▶ _Task directions_: Reproduce all of the data below in full, offsetting every bounding-box coordinate in the results by -47. Omit the pictures from your output.

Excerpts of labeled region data
--------------------------------
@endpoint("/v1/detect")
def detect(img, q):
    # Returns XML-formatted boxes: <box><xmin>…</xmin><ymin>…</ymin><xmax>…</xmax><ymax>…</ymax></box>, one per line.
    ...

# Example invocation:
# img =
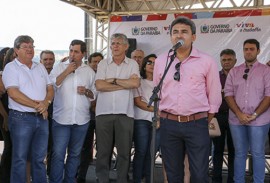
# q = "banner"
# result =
<box><xmin>110</xmin><ymin>9</ymin><xmax>270</xmax><ymax>68</ymax></box>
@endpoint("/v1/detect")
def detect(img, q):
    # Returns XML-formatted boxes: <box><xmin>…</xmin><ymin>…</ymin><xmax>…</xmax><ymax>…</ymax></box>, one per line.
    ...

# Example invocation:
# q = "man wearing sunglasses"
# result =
<box><xmin>154</xmin><ymin>17</ymin><xmax>221</xmax><ymax>183</ymax></box>
<box><xmin>224</xmin><ymin>39</ymin><xmax>270</xmax><ymax>182</ymax></box>
<box><xmin>96</xmin><ymin>33</ymin><xmax>140</xmax><ymax>183</ymax></box>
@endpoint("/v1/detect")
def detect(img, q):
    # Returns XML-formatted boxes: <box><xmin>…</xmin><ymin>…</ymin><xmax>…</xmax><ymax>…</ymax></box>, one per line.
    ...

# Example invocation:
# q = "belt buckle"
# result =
--------------------------------
▶ _Expected answer_:
@endpoint("/v1/detect")
def detect(img, q):
    # Returns XML-formatted boxes: <box><xmin>…</xmin><ymin>…</ymin><xmax>…</xmax><ymax>…</ymax></box>, one per line.
    ...

# Example invocation:
# img =
# q = "banner"
# result =
<box><xmin>63</xmin><ymin>-38</ymin><xmax>223</xmax><ymax>21</ymax></box>
@endpoint("/v1/detect")
def detect(img, q):
    # Returns XML-formatted boxes: <box><xmin>…</xmin><ymin>…</ymin><xmax>…</xmax><ymax>…</ymax></box>, one per line.
    ...

# Example invocation:
# q = "man wearing sunglasses"
# result =
<box><xmin>107</xmin><ymin>-30</ymin><xmax>174</xmax><ymax>136</ymax></box>
<box><xmin>177</xmin><ymin>-8</ymin><xmax>223</xmax><ymax>135</ymax></box>
<box><xmin>49</xmin><ymin>-14</ymin><xmax>93</xmax><ymax>136</ymax></box>
@endpoint("/v1/detect")
def detect(img, q):
    # Returns XML-formatted boxes: <box><xmin>…</xmin><ymin>…</ymin><xmax>…</xmax><ymax>…</ymax></box>, one per line.
    ...

# Example invocation:
# q = "belt buckle"
# result =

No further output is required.